---------- TASK DATA ----------
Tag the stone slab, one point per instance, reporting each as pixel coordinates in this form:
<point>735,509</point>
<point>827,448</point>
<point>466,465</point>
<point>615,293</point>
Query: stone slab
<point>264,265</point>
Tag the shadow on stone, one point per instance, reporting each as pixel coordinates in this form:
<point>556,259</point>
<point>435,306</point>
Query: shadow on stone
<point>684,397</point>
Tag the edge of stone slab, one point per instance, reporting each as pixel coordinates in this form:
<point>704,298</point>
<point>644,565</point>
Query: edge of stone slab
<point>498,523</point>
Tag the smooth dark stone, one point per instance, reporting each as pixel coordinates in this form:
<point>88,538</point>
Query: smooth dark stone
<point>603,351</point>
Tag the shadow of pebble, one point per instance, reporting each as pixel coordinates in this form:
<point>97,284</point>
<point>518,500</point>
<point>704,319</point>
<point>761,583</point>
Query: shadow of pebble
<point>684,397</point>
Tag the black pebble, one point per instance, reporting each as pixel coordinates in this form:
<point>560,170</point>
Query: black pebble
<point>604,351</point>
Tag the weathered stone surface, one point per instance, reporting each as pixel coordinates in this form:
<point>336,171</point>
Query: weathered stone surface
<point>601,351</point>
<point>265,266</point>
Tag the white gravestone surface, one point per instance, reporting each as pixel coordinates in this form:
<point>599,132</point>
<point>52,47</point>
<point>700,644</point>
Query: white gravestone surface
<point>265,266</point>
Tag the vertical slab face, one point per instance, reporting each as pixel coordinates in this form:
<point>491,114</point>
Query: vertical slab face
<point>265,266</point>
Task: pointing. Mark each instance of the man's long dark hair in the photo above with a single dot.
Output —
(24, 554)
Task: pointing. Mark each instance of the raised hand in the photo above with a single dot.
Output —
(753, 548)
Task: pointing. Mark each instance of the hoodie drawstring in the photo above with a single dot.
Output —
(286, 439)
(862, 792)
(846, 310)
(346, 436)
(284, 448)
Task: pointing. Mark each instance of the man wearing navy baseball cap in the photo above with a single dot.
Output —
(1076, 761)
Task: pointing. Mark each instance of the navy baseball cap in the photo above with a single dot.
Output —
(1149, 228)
----------
---------- TASK DATA ----------
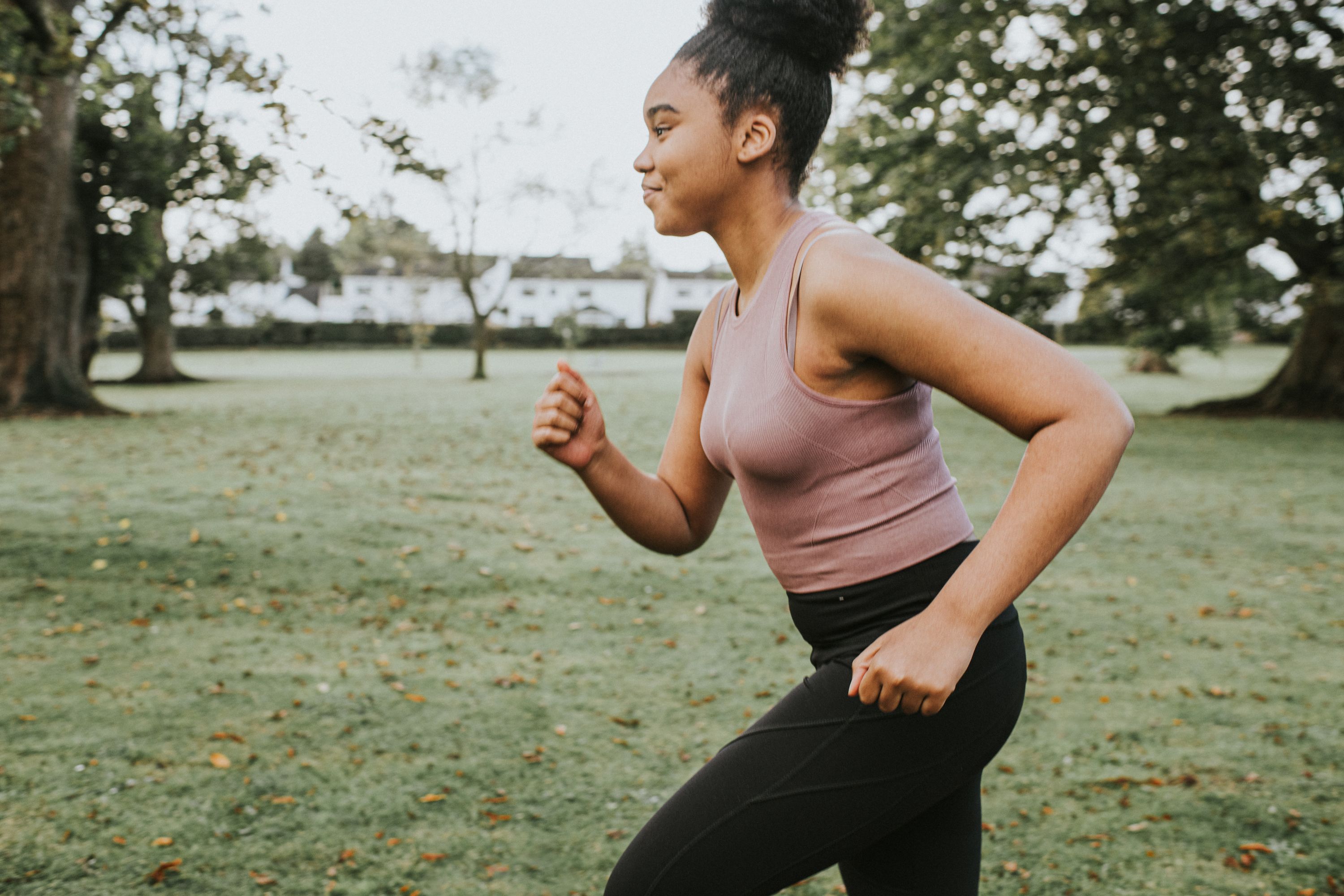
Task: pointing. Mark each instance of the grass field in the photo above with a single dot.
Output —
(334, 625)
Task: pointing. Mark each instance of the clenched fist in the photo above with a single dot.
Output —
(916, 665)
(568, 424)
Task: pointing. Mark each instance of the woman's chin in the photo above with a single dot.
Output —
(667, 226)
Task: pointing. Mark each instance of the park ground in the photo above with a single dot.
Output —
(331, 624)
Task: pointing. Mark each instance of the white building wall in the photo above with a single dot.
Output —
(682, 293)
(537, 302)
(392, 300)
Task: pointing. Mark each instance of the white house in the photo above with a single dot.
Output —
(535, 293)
----------
● INSTRUCTION: Edit everything from "Task: pointing. Mark each instance of the hoodie" down to "(1076, 761)", replacing "drawstring" with "zipper pull" and keeping every other part of those lines unchanged.

● THE OUTPUT:
Task: pointing. Mark each instance of the hoodie zipper pull in the photo above with a single dot.
Output —
(286, 439)
(862, 792)
(846, 310)
(346, 436)
(284, 448)
Task: pointing. Mark each instance of the man wearing navy baseball cap in the photo above with a single dot.
Output —
(1076, 761)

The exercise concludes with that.